* **Tarea a realizar**:
Copia el tramo del texto sobre la mediocridad y la política que va de "Frente a esta" a "indiferentes a ninguno.". Al copiarlo, cambia "profesor" por "maestro".

* **Texto para leer**:
────
Frente a esta situación tenemos a aquellos despabilados, astutos que, tal vez, sin tener un profesor como aquel que nos amenizaba las mañanas frías de invierno con historias de las depravaciones de algunos personajes, fueron capaces de ver en la política —igual no servían para otra cosa— una salida para su mediocridad. Cuánto rencor hay en estas mis palabras que supongo compartido con muchos. Resulta extraño y paradójico que los mediocres alcancen la excelencia y los llamados a ser excelentes caigan en la mediocridad. La culpa es de la sociedad, así que asumo mi parte, pero no puedo ceder sin más, sin dejar algún esputo que caiga en los ojos de alguien para que tenga la necesidad de restregarse y al limpiarse vea con más claridad una verdad vergonzante que no debería dejarnos indiferentes a ninguno.
────
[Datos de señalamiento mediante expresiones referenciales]
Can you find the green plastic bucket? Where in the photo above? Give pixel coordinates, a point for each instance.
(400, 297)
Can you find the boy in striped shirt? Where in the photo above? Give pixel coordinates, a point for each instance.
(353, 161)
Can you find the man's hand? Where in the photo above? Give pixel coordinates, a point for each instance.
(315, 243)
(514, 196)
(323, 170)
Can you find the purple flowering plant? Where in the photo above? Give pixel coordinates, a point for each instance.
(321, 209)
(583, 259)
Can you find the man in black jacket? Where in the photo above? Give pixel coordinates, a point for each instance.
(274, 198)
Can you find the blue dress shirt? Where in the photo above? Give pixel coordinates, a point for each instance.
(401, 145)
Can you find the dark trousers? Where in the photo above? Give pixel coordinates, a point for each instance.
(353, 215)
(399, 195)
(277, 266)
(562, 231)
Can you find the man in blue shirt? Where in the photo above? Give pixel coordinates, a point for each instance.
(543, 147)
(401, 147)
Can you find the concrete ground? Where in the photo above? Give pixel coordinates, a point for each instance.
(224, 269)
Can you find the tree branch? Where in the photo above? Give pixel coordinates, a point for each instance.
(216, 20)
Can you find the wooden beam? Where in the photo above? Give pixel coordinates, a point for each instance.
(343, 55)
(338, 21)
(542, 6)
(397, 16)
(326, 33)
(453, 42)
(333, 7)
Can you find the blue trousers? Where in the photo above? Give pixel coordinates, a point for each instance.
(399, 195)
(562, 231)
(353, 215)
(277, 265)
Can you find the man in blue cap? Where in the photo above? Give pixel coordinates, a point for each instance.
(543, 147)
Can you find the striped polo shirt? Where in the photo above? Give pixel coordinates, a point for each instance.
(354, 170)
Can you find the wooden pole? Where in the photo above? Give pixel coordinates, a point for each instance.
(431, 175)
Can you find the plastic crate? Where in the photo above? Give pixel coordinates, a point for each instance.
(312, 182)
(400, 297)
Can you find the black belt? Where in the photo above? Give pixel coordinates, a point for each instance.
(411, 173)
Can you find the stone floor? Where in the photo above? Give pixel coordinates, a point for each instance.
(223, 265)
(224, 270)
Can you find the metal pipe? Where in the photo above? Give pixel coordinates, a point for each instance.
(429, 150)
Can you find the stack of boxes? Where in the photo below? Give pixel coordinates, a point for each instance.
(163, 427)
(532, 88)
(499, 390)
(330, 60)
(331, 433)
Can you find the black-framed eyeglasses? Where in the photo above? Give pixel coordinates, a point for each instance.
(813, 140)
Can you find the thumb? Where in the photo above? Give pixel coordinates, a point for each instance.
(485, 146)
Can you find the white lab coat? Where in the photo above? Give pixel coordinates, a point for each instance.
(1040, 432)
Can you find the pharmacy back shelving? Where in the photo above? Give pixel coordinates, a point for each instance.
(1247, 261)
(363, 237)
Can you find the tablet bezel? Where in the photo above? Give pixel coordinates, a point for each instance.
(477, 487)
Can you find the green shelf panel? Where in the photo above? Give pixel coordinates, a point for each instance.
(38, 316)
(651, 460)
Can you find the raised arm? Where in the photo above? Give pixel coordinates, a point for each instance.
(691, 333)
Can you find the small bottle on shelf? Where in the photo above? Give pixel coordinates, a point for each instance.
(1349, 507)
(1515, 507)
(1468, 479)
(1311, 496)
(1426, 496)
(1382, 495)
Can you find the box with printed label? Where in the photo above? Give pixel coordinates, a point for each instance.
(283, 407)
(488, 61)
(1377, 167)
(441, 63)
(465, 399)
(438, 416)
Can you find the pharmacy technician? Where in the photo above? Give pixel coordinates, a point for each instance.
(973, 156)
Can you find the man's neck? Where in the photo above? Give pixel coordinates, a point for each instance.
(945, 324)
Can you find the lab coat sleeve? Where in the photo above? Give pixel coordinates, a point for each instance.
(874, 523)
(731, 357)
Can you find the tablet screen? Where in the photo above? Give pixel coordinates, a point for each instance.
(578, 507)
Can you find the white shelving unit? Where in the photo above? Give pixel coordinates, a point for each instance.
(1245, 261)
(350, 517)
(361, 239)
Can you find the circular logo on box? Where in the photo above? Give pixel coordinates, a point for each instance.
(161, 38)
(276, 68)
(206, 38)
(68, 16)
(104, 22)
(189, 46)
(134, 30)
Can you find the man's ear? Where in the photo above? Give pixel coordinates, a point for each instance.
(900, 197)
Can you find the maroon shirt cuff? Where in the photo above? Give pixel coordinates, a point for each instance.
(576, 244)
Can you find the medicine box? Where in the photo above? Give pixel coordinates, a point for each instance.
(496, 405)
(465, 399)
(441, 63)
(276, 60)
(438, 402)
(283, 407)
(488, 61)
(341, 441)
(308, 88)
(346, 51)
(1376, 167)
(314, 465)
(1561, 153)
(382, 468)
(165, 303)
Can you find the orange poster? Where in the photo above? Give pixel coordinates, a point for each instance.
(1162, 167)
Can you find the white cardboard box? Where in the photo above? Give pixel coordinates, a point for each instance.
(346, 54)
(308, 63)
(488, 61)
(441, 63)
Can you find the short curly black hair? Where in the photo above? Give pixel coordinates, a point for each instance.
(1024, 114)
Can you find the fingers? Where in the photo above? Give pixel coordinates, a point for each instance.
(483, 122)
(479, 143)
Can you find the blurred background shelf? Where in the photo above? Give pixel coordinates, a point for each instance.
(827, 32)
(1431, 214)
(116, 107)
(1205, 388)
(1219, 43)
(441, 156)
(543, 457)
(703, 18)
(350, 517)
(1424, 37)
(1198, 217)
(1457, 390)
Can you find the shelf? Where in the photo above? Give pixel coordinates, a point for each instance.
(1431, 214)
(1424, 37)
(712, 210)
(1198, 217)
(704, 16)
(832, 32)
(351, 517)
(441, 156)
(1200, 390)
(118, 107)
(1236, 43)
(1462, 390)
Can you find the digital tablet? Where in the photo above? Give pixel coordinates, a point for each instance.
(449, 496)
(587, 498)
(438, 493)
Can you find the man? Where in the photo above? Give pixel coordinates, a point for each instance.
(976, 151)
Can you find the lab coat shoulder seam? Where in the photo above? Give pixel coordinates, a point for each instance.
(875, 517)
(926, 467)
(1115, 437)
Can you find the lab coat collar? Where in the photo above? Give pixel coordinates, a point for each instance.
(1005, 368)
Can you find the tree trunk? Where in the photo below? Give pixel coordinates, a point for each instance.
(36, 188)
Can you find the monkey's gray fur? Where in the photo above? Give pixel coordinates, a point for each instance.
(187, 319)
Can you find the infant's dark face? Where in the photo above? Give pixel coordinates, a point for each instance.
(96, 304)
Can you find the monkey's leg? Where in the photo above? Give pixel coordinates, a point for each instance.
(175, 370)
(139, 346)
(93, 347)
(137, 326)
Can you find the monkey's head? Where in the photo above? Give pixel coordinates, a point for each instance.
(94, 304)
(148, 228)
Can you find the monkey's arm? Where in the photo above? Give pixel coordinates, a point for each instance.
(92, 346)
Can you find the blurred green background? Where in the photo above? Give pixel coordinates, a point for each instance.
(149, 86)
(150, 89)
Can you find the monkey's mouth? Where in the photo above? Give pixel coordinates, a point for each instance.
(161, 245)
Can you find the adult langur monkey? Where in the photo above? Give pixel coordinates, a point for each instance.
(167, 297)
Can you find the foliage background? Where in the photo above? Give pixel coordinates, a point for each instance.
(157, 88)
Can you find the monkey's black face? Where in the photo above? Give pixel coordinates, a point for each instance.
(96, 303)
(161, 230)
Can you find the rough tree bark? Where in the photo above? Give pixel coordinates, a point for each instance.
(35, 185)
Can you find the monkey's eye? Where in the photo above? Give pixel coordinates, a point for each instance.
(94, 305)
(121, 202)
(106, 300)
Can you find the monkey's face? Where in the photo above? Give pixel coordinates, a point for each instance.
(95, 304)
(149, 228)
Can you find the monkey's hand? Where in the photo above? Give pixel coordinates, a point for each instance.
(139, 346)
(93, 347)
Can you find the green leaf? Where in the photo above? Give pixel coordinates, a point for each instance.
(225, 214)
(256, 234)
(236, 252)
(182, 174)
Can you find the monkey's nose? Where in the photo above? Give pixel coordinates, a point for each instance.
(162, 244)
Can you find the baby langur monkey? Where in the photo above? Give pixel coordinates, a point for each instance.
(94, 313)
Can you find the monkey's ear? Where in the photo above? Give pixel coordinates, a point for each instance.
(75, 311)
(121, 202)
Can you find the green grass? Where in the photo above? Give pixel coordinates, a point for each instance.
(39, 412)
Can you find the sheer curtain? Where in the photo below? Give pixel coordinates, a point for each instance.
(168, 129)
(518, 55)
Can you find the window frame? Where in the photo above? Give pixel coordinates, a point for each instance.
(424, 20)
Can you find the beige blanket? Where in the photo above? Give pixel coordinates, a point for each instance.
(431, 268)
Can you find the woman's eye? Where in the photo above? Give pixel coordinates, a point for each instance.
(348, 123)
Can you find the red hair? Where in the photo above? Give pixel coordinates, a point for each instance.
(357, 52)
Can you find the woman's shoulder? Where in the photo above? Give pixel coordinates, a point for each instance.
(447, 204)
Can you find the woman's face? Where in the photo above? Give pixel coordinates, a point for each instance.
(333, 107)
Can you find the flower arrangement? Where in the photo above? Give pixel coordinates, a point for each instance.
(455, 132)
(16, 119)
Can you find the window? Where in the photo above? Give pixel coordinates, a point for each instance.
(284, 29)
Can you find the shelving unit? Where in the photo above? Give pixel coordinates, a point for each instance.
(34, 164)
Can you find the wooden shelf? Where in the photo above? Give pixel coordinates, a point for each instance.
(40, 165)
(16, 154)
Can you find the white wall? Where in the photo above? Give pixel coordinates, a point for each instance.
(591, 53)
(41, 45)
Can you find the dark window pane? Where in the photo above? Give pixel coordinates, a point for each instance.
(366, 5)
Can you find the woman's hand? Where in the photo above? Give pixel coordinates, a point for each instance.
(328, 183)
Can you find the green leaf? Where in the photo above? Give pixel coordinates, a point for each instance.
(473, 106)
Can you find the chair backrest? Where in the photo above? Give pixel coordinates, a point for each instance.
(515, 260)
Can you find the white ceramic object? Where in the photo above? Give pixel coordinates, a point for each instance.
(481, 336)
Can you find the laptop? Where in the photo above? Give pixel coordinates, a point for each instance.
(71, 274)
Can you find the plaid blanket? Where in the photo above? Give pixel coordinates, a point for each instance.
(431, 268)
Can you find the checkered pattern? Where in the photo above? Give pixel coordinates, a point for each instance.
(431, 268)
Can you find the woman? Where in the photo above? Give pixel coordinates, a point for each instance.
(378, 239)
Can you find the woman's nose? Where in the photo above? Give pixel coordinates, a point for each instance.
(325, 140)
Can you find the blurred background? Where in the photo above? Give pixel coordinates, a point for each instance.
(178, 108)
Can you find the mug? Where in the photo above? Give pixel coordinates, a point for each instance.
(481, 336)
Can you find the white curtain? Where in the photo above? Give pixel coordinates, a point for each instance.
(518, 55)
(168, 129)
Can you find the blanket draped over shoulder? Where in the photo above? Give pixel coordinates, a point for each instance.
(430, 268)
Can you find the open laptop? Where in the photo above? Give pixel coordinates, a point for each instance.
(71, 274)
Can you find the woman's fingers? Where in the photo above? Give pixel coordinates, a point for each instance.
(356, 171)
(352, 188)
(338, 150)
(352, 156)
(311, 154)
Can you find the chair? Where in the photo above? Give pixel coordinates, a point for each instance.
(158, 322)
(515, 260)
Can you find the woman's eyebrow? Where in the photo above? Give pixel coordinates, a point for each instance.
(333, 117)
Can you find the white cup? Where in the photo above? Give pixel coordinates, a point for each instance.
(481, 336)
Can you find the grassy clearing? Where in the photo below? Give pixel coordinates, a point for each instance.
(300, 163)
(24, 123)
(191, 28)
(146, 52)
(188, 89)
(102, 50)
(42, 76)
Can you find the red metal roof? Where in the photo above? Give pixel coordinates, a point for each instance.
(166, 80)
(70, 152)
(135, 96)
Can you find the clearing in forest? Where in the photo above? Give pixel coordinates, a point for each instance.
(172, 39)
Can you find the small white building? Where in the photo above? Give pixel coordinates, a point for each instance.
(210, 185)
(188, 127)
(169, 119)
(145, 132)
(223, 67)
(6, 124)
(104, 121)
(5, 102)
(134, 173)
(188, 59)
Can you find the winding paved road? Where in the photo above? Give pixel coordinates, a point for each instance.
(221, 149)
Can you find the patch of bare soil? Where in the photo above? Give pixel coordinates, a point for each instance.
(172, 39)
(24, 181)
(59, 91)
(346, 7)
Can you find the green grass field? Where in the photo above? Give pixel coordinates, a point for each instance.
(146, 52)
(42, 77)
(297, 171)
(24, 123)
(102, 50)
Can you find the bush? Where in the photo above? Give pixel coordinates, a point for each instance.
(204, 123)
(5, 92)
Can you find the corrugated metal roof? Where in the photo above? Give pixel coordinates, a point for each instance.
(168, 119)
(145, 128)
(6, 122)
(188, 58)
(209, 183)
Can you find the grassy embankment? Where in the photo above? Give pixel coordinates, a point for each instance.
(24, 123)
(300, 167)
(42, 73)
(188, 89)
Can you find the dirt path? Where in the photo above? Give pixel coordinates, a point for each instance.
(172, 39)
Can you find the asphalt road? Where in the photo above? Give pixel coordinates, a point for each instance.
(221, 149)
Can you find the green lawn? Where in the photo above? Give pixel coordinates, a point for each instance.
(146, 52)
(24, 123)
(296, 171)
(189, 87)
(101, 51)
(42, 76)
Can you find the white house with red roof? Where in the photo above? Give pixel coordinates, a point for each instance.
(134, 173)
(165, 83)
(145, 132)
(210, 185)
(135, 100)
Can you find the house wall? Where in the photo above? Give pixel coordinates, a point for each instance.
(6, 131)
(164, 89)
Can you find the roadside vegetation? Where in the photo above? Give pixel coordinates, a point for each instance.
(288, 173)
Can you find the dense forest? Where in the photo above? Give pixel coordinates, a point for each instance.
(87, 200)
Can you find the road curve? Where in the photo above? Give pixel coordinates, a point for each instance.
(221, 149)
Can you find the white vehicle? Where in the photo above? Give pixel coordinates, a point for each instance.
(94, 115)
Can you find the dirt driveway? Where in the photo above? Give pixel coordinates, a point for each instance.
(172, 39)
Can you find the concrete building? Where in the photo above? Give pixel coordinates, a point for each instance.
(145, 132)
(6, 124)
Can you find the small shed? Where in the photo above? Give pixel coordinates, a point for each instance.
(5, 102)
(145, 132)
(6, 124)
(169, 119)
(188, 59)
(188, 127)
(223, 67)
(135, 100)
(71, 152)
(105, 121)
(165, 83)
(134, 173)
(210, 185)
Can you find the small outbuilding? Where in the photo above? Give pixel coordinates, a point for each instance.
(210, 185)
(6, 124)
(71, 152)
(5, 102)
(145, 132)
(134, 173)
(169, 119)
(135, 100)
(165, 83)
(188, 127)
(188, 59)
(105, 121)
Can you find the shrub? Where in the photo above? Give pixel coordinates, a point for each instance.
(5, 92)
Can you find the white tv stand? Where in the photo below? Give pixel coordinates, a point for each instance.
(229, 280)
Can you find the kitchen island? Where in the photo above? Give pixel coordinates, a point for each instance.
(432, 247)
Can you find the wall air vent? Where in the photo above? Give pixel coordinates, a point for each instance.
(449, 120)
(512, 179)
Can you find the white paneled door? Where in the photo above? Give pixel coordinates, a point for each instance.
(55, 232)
────
* **Tu solución**:
Frente a esta situación tenemos a aquellos despabilados, astutos que, tal vez, sin tener un maestro como aquel que nos amenizaba las mañanas frías de invierno con historias de las depravaciones de algunos personajes, fueron capaces de ver en la política —igual no servían para otra cosa— una salida para su mediocridad. Cuánto rencor hay en estas mis palabras que supongo compartido con muchos. Resulta extraño y paradójico que los mediocres alcancen la excelencia y los llamados a ser excelentes caigan en la mediocridad. La culpa es de la sociedad, así que asumo mi parte, pero no puedo ceder sin más, sin dejar algún esputo que caiga en los ojos de alguien para que tenga la necesidad de restregarse y al limpiarse vea con más claridad una verdad vergonzante que no debería dejarnos indiferentes a ninguno.